▶ [Task prompt] Rewrite these records with "tree line" switched to "forest edge" and everything else left unchanged. Leave the pictures out of your answer.

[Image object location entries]
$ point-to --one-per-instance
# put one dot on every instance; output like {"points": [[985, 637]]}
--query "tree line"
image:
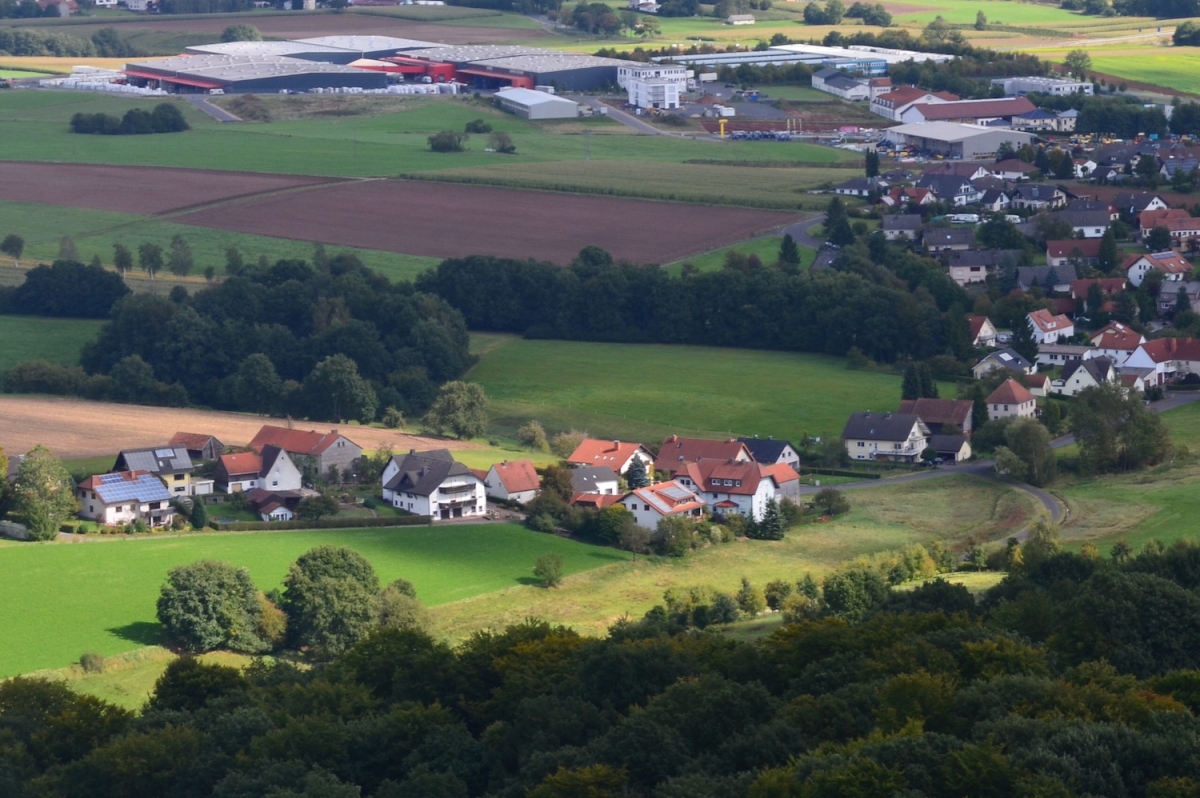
{"points": [[880, 310], [328, 340], [1075, 676], [166, 118]]}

▶ [Full solution]
$ point-to --one-per-instance
# put one dot on every instance; output like {"points": [[985, 637]]}
--query "forest edge"
image:
{"points": [[880, 310], [328, 340], [1075, 676], [166, 118]]}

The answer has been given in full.